> **SHORT PROBLEM**
Answer these questions from the NCAA selection committee text:
1. Which team does the text call a lock for a No. 1 seed?
2. Where did Gonzaga land in last month's early seed reveal?
3. What is Syracuse's record?

> **DOCUMENT SEGMENT**
━━━━━━━━━━━━━━━━━━━━━━━━━━━━━━
Being on the NCAA tournament selection committee doesn't come with a paycheck, but it does come with a price: Get it wrong and get crucified.

Recently, the committee has made it abundantly clear that it values a good schedule, especially the nonconference portion.

This year we take a look at the five most pressing questions, those that the committee has and will likely continue to agonize over as decision day is finally here.

1. How to place the No. 1 seeds?

It's just not as easy as it has been in past years. Sure, Villanova is a lock. And Kansas, despite losing early in Big 12 tournament play, also looks like a shoo-in. It would also be difficult to imagine a North Carolina team that won the regular-season title in the best league in the country not getting a No. 1. Then it comes down to Gonzaga or Pac-12 tournament champion Arizona. How does the committee value a one-loss Gonzaga team? In the early seed reveal last month, the Zags were the fourth No. 1, even though at the time they were undefeated. Or does it go to the Wildcats, who have more losses but also played in a more difficult conference and were without leading scorer Allonzo Trier for the season's first 19 games (which included a loss to Gonzaga)? Or could it go to Duke, which won four games in four days in the ACC tournament and has 13 wins against top-50 RPI teams?

2. What to do with Syracuse?

Coach Jim Boeheim's team barely got in last year and wound up making an improbable Final Four run. The Orange are 18-14. The selling points? Wins over tourney teams such as Duke, Virginia, Florida State and Miami. But there are those 14 losses, and also a nonconference slate that doesn't have much meat to it. Does the committee reward Syracuse for playing in the ACC, or penalize the Orange for some bad losses against the likes of UConn, St. John's, Georgetown and Boston College?
━━━━━━━━━━━━━━━━━━━━━━━━━━━━━━
(Records from a data source)
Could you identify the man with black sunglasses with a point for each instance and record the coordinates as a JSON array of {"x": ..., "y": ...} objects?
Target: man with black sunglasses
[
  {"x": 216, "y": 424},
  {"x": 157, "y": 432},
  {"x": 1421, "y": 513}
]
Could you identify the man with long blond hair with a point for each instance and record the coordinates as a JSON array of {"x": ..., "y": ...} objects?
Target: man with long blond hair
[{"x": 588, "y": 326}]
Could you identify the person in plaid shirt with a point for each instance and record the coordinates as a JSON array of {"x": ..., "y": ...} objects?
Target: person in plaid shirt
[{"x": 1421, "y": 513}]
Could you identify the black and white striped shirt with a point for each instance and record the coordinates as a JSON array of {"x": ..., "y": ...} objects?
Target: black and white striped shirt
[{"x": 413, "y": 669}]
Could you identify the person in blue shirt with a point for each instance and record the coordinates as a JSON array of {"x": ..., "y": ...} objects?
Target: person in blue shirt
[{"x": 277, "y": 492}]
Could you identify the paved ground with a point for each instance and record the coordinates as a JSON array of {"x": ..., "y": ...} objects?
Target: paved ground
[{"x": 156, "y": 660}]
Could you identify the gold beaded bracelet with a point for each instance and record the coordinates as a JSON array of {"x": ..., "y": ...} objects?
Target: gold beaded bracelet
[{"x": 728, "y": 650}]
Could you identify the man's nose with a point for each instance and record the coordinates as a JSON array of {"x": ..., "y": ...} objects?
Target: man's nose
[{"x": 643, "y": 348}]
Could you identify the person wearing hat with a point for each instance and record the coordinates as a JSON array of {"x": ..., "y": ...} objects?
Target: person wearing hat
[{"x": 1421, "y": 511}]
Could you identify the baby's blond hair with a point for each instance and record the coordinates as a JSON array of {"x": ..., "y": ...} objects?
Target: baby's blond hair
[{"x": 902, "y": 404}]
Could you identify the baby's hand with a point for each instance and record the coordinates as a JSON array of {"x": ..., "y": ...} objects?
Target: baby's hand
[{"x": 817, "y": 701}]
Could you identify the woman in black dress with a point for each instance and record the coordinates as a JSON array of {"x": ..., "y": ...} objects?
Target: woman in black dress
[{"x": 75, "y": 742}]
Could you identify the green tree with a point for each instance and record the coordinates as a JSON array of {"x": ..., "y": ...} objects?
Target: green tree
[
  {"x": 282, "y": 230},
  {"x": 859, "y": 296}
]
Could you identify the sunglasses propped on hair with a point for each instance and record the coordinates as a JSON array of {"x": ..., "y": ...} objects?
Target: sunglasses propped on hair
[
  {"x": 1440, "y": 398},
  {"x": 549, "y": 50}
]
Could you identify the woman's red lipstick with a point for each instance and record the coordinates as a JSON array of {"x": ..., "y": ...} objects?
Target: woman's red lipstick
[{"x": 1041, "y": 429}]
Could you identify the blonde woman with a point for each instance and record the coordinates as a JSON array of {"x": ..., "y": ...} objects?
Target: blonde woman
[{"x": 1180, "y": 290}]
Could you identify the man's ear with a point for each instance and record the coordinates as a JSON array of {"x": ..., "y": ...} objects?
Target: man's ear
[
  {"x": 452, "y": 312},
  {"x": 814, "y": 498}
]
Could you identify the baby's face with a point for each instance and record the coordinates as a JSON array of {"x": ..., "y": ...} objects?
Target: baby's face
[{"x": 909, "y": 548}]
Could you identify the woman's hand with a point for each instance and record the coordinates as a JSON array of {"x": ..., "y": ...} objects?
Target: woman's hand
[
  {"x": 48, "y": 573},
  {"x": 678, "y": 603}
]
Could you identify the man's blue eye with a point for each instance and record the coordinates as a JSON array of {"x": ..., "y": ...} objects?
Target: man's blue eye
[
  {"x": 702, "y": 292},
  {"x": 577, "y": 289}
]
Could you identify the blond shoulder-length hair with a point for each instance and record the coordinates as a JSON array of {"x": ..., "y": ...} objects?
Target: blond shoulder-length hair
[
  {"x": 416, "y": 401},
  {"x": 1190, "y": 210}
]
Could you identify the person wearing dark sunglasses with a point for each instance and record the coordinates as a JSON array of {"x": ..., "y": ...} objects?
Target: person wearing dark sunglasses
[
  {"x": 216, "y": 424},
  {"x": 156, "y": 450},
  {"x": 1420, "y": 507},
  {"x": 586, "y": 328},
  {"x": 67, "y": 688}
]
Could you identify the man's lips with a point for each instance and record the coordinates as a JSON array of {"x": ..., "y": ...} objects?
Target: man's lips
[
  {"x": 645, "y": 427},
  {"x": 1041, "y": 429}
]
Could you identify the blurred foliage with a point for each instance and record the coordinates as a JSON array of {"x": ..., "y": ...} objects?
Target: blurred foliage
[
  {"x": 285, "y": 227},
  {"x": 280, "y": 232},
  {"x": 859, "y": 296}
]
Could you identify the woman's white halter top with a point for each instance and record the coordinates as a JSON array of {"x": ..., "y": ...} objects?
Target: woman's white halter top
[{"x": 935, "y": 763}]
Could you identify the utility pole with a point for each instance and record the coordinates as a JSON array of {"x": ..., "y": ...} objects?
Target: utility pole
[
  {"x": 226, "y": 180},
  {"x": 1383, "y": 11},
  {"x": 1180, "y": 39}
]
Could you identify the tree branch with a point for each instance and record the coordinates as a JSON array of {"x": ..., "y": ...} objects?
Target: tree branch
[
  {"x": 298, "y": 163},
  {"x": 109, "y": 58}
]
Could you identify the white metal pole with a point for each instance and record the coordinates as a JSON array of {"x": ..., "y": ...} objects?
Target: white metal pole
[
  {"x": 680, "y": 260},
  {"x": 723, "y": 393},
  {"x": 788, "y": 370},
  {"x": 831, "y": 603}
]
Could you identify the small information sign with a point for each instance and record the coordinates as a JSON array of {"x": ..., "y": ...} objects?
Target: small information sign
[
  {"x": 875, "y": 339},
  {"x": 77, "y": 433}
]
━━━━━━━━━━━━━━━━━━━━━━━━━━━━━━
> **EXERCISE OUTPUT**
1. Villanova
2. The fourth No. 1 seed
3. 18-14